- Opening Delimiter -

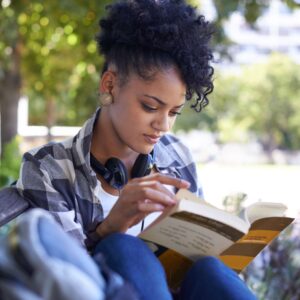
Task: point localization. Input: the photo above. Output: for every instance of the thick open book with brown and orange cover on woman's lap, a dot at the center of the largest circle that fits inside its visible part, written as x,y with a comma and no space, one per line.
194,228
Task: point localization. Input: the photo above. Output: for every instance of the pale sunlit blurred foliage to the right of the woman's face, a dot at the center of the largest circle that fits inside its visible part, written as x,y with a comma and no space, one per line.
261,99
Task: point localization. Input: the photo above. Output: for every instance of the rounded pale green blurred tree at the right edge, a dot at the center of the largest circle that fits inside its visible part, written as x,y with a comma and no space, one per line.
269,102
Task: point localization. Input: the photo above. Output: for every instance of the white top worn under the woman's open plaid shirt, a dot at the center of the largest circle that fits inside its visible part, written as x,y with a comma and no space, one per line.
108,201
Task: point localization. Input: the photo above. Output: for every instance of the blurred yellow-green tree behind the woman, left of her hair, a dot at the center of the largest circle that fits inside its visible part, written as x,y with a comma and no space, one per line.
47,51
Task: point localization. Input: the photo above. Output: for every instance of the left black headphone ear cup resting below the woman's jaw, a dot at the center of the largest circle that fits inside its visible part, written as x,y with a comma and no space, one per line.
118,172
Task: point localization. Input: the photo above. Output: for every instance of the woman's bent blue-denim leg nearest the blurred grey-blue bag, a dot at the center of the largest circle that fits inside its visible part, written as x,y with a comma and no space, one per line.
135,262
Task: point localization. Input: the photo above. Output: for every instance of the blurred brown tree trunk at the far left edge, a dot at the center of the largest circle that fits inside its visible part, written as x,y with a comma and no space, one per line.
10,87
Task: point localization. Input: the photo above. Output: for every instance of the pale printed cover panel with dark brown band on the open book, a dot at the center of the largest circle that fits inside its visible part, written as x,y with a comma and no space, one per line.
192,235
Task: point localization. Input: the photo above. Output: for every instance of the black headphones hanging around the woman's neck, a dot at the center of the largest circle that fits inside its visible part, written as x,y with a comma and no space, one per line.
114,171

- Closing Delimiter -

Output all of the data exactly. Skip the pictures.

FINISHED EXERCISE:
Task: point localization. Input: the photo above. Output: for every instance of the thick open book with brown and orange cover on woman's lap, a dot at the center of the largest circle that fits inside its visible part, written as x,y with a comma and no space, one per line.
194,228
Task: point localization. Input: the photo above. Output: for every instance of the pale sunlit blurred foliage to the right of the woman's face, a dot at the center of the largest circle that fits inside its visible part, written as x,y with a comma and no space, one per line.
261,99
Task: point localization. Input: the photo above. Output: for every instance of the rounded pale green blurred tree at the right edge, a dot at the center of the largest circle that fits inside its visible part, written as x,y with a comma and no space, one per line.
269,102
Task: point localization. Input: the photo above. Output: for every instance of the white top worn under the woman's open plaid shirt, a dot at the center of the largest circle that fits inside its visible part, written as x,y with a comma and no space, one per line.
108,201
Task: point localization. Input: the photo above. Output: for every instance of the blurred yellow-green tree behind the woman, left of her hair, a dot at the center of the largest circle that fits inside its visible part, written as x,y with a comma and no space, one per line.
47,51
Task: point localization. Input: the photo above. Output: for every instance of the left black headphone ear cup resting below the woman's jaw, a dot at the center of the largest circle that fits inside its visible part, written as x,y with a comma and no space, one per line.
118,172
Task: point localization. Input: the photo above. Output: for every instance of the woman's bent blue-denim leg nearest the blurred grey-blue bag, a dot at the center of the largest circle that fits inside its visible part, written as x,y with a comma and no space, one per line.
135,262
Task: point localization. Input: the photo above. Output: for every instance of the blurred brown tree trunk at the far left edge, a dot at the center of the largest circle that fits inside its visible part, written as x,y with a comma and no space, one per line.
10,87
Task: point localization. Input: the photo above. Output: for every instance of the pale printed cover panel with dark brown band on the open book, a dot at the center of the largest circle that fits inside its visible part, written as x,y with a comma and no space, one per line.
192,235
Task: point localization. Input: the photo above. Output: for every instance of the black headphones hanging around the woman's neck, a dot at the center of the largest circle that fits inside its visible part, written as x,y with a comma and no space, one per line.
114,171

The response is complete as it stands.